TASK DIRECTIONS
Set down the entries that follow exactly as written, leaving out any images.

GIVEN ENTRIES

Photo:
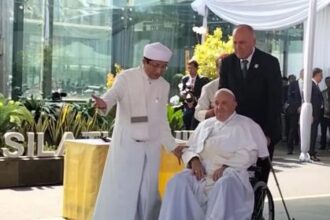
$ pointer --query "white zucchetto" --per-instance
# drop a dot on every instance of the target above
(157, 51)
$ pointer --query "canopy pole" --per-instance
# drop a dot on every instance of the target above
(205, 25)
(306, 109)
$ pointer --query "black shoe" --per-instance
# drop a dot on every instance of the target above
(315, 158)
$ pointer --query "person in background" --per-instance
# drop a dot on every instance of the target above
(317, 104)
(216, 183)
(129, 186)
(255, 78)
(205, 104)
(190, 92)
(325, 121)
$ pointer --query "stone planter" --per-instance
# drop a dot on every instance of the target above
(35, 171)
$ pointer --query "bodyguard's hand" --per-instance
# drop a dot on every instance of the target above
(178, 152)
(218, 173)
(197, 168)
(99, 103)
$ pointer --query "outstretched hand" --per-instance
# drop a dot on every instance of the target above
(178, 152)
(99, 103)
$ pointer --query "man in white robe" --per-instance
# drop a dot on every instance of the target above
(129, 186)
(216, 184)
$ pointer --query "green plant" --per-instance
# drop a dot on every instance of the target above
(13, 116)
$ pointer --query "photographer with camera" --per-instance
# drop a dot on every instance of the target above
(190, 92)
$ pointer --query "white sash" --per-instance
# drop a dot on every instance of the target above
(138, 106)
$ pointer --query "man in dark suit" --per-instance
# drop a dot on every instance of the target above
(317, 104)
(255, 78)
(292, 113)
(191, 91)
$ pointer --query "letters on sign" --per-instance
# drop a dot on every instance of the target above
(15, 140)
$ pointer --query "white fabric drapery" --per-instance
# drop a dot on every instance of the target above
(260, 14)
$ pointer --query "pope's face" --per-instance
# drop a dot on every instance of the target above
(225, 105)
(244, 42)
(154, 68)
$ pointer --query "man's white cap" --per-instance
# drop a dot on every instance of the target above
(227, 91)
(157, 51)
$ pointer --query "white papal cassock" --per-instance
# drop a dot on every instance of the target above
(236, 142)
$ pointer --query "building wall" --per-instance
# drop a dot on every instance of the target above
(89, 37)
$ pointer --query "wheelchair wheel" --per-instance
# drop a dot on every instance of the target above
(264, 204)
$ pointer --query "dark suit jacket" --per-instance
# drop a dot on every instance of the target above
(317, 101)
(259, 95)
(199, 83)
(294, 97)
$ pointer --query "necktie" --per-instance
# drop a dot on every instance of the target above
(244, 68)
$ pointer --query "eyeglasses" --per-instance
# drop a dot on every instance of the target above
(158, 66)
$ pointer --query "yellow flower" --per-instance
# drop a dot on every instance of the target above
(206, 53)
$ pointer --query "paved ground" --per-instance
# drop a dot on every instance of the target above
(305, 186)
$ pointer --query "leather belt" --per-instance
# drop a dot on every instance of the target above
(139, 141)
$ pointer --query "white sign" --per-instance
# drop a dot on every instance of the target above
(15, 141)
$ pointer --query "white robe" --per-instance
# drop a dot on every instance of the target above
(237, 143)
(206, 100)
(129, 186)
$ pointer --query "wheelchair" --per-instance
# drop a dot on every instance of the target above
(264, 208)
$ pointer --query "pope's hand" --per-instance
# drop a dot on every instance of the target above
(197, 168)
(218, 173)
(178, 152)
(99, 103)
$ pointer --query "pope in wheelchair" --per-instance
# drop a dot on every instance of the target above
(215, 185)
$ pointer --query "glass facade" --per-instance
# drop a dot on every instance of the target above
(72, 45)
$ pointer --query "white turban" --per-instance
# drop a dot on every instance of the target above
(157, 51)
(227, 91)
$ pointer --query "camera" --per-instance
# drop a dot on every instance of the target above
(188, 95)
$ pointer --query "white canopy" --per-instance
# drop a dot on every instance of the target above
(260, 14)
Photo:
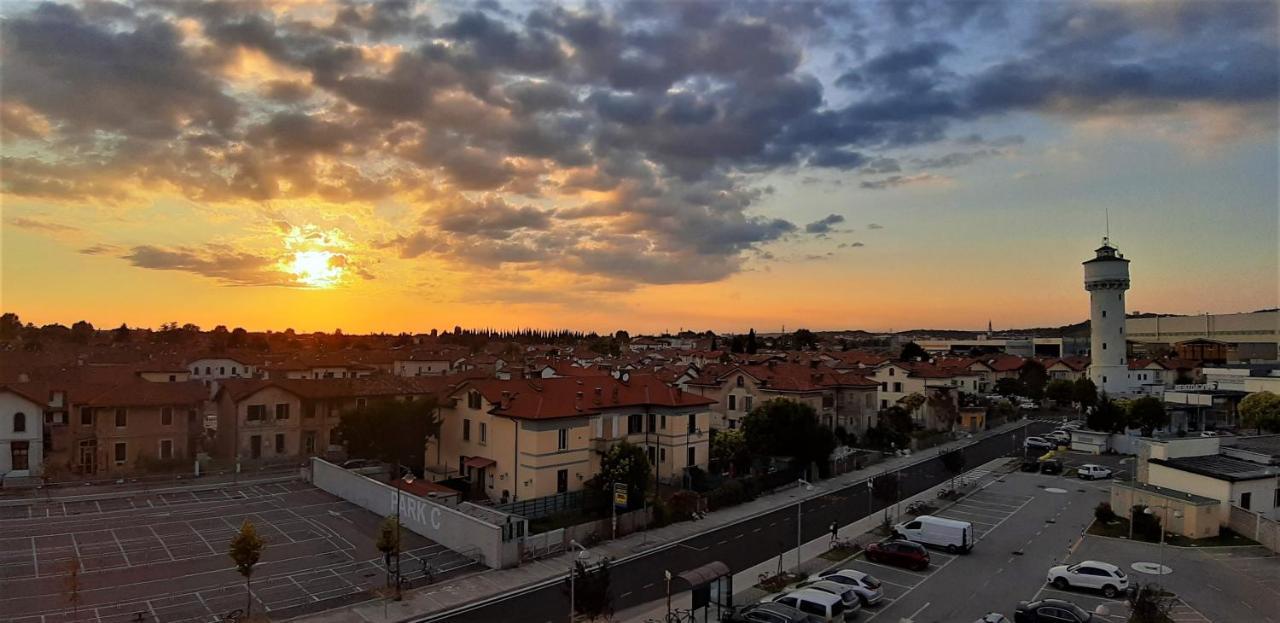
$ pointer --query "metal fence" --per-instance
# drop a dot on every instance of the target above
(548, 504)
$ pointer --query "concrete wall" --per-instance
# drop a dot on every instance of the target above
(438, 522)
(1246, 523)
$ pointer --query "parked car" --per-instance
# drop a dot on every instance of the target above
(769, 612)
(826, 607)
(1091, 471)
(900, 553)
(1051, 466)
(1091, 575)
(868, 589)
(1052, 610)
(952, 535)
(845, 592)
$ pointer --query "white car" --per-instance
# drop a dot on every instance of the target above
(1093, 575)
(867, 587)
(1092, 472)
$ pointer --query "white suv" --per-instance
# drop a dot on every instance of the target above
(1104, 577)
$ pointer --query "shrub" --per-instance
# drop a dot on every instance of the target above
(1104, 513)
(682, 505)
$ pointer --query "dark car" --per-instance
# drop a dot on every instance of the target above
(1051, 466)
(1051, 610)
(899, 553)
(771, 613)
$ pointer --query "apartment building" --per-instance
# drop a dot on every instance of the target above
(530, 438)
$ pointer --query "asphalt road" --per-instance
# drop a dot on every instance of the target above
(741, 545)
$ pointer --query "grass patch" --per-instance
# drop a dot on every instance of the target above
(1119, 528)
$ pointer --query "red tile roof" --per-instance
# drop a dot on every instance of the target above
(567, 397)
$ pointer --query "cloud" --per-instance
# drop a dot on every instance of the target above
(823, 225)
(44, 225)
(899, 181)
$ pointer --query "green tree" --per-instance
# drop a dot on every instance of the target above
(789, 429)
(624, 463)
(1147, 413)
(1106, 416)
(1033, 378)
(1060, 390)
(1086, 393)
(913, 352)
(1150, 604)
(246, 550)
(388, 543)
(1008, 386)
(592, 592)
(392, 430)
(1261, 410)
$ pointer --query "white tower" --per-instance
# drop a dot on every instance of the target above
(1106, 278)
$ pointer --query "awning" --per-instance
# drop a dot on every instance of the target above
(479, 462)
(705, 573)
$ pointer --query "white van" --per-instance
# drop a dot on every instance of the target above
(826, 607)
(951, 535)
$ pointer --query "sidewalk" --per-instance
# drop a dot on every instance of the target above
(438, 600)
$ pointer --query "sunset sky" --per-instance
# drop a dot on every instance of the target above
(400, 166)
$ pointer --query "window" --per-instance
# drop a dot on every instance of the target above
(19, 454)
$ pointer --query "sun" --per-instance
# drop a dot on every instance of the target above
(318, 269)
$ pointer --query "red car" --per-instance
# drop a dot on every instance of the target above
(909, 554)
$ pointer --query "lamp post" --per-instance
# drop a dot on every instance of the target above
(583, 554)
(807, 486)
(408, 480)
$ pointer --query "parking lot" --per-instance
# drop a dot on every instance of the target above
(1028, 522)
(165, 554)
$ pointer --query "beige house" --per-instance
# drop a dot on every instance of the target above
(525, 439)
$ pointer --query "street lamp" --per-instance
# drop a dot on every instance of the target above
(583, 554)
(808, 486)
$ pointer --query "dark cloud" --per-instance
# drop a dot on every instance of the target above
(824, 224)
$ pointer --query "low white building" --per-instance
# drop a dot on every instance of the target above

RESPONSE AREA
Photo:
$ pointer --query "white zucchetto" --per-instance
# drop a dot on every instance of the target above
(157, 51)
$ pointer --query "canopy pole" --per-instance
# drop a dot on every instance of the target above
(205, 25)
(306, 109)
$ pointer --query "black shoe" --per-instance
# drop a dot on every instance of the target above
(315, 158)
$ pointer --query "person in background" --per-instance
# drop a dot on every instance of the target above
(317, 104)
(216, 183)
(129, 186)
(255, 78)
(205, 104)
(190, 92)
(325, 121)
$ pointer --query "stone planter" --per-instance
# drop a dot on every instance of the target above
(35, 171)
$ pointer --query "bodyguard's hand" --per-instance
# drop a dot on every instance of the target above
(178, 152)
(218, 173)
(197, 168)
(99, 103)
$ pointer --query "outstretched hand" --per-instance
# drop a dot on every instance of the target above
(178, 152)
(99, 103)
$ pointer --query "man in white robe" --per-instance
# drop a dot on every instance of the target above
(129, 186)
(216, 184)
$ pointer --query "green plant" --per-instance
# drop a dot on every instance of the target above
(13, 116)
$ pointer --query "photographer with camera" --per-instance
# drop a dot on every instance of the target above
(190, 92)
$ pointer --query "white sash" --per-instance
# drop a dot on every instance of the target above
(138, 106)
$ pointer --query "man in dark suit" --per-instance
# drop a dot on every instance of the target above
(317, 104)
(255, 78)
(292, 113)
(191, 91)
$ pointer --query "letters on sign" --per-instance
# drop a dot on every instance of the target above
(15, 140)
$ pointer --query "white fabric drapery" --per-instance
# drop a dot on every instance of the target above
(260, 14)
$ pointer --query "pope's face" --per-instance
# drop a dot on every instance of the target above
(225, 105)
(244, 42)
(154, 68)
$ pointer --query "man's white cap" --per-instance
# drop a dot on every instance of the target above
(227, 91)
(157, 51)
$ pointer --query "white papal cassock" --per-instance
# drop a dot on every instance of the target above
(236, 142)
$ pointer --query "building wall" --per-instance
# drop a dot on every instance of the target above
(89, 37)
$ pointer --query "wheelchair wheel" --per-instance
# drop a dot on every instance of the target above
(264, 204)
$ pointer --query "dark suit jacket" --per-instance
# drop a dot on every instance of the target above
(317, 101)
(259, 95)
(199, 83)
(294, 97)
$ pointer --query "necktie" --per-instance
# drop a dot on every instance of the target above
(244, 68)
$ pointer --query "eyeglasses" --per-instance
# drop a dot on every instance of the target above
(158, 66)
$ pointer --query "yellow flower" --per-instance
# drop a dot on every instance of the target above
(206, 53)
$ pointer --query "paved ground" --per-instance
# drop a dot on every instance of the target above
(305, 186)
$ pointer --query "leather belt" --per-instance
# drop a dot on every instance of the target above
(139, 141)
$ pointer --query "white sign" --per-instance
# drop a dot on every instance of the target above
(15, 141)
$ pointer --query "white robe" --per-instance
# drop a dot on every instance of the target above
(237, 143)
(206, 100)
(129, 186)
$ pointer --query "wheelchair" --per-instance
# drop a dot on every instance of the target above
(264, 208)
$ pointer --query "pope's hand" --per-instance
# drop a dot on every instance of the target above
(197, 168)
(218, 173)
(178, 152)
(99, 103)
$ pointer --query "pope in wheelchair" --per-instance
# drop a dot on every instance of the target above
(215, 185)
$ pointer --query "glass facade" --per-instance
# drop a dot on every instance of the target above
(72, 45)
$ pointer --query "white turban" --per-instance
# drop a dot on every instance of the target above
(157, 51)
(227, 91)
$ pointer --query "camera" --per-instance
# drop a dot on every instance of the target above
(188, 95)
$ pointer --query "white canopy" --per-instance
# drop a dot on every instance of the target above
(260, 14)
Photo:
$ pointer --query "metal fence" --per-instance
# drop a dot on every instance of the target above
(548, 504)
$ pointer --query "concrete wall" --per-instance
# drop a dot on every instance of the target above
(438, 522)
(1246, 523)
$ pointer --query "parked car" --per-instance
# drop a dot on every instance of the target above
(769, 612)
(826, 607)
(1091, 471)
(900, 553)
(1051, 466)
(1091, 575)
(868, 589)
(1052, 610)
(952, 535)
(845, 592)
$ pointer --query "white car" --per-instance
# drop a dot on every instance of the target above
(1093, 575)
(867, 587)
(1092, 472)
$ pointer --query "white suv" --per-instance
# drop a dot on every instance of the target above
(1104, 577)
$ pointer --query "shrub" --per-instance
# drop a dot on every instance of the target above
(1104, 513)
(682, 505)
$ pointer --query "dark car" --per-instance
# drop a dot on every instance of the target above
(1051, 466)
(1051, 610)
(899, 553)
(771, 613)
$ pointer --query "apartment building" --per-instance
# drop a dot on every instance of the target above
(530, 438)
$ pointer --query "asphalt road" --per-instance
# drop a dot on every instance of the target above
(741, 545)
$ pointer --query "grass patch" --per-instance
# drop a dot on every instance of the target above
(1119, 528)
$ pointer --query "red tile roof" --per-instance
# drop a dot on every instance of the target above
(567, 397)
$ pointer --query "cloud" --per-instance
# drop a dot on every instance of the target above
(823, 225)
(44, 225)
(899, 181)
$ pointer --query "green tree" --per-instance
# drop a dot on every instance of the target above
(789, 429)
(624, 463)
(1147, 413)
(1106, 416)
(1033, 378)
(1060, 390)
(1086, 393)
(913, 352)
(1150, 604)
(246, 550)
(388, 543)
(1008, 386)
(592, 592)
(392, 430)
(1261, 410)
$ pointer --query "white tower" --per-instance
# drop a dot on every instance of the target above
(1106, 278)
$ pointer --query "awning" --per-instance
# drop a dot on every instance of the target above
(479, 462)
(705, 573)
$ pointer --query "white van" --per-instance
# drop a dot on every instance of the target above
(826, 607)
(951, 535)
$ pointer --query "sidewalk" --per-instance
# drop a dot on every instance of the target above
(438, 600)
$ pointer --query "sunset sky" --per-instance
# drop a dot on every instance of the target above
(400, 166)
$ pointer --query "window" --per-instance
# drop a dot on every instance of the target above
(19, 454)
$ pointer --query "sun" --per-instance
# drop a dot on every instance of the target above
(318, 269)
$ pointer --query "red car" --per-instance
# drop a dot on every instance of the target above
(909, 554)
$ pointer --query "lamp post" --per-instance
# drop a dot on every instance of the target above
(583, 554)
(807, 486)
(408, 480)
$ pointer --query "parking lot" --per-instance
# drop a dot on every instance of the target above
(1028, 522)
(165, 554)
$ pointer --query "beige house" --per-instance
# drop a dot on every instance of the target above
(525, 439)
$ pointer --query "street lamp" --per-instance
# drop a dot on every instance of the target above
(583, 554)
(808, 486)
$ pointer --query "dark cloud" --per-instance
# drop a dot on every instance of the target above
(824, 224)
$ pointer --query "low white building" --per-instance
# drop a dot on every instance of the target above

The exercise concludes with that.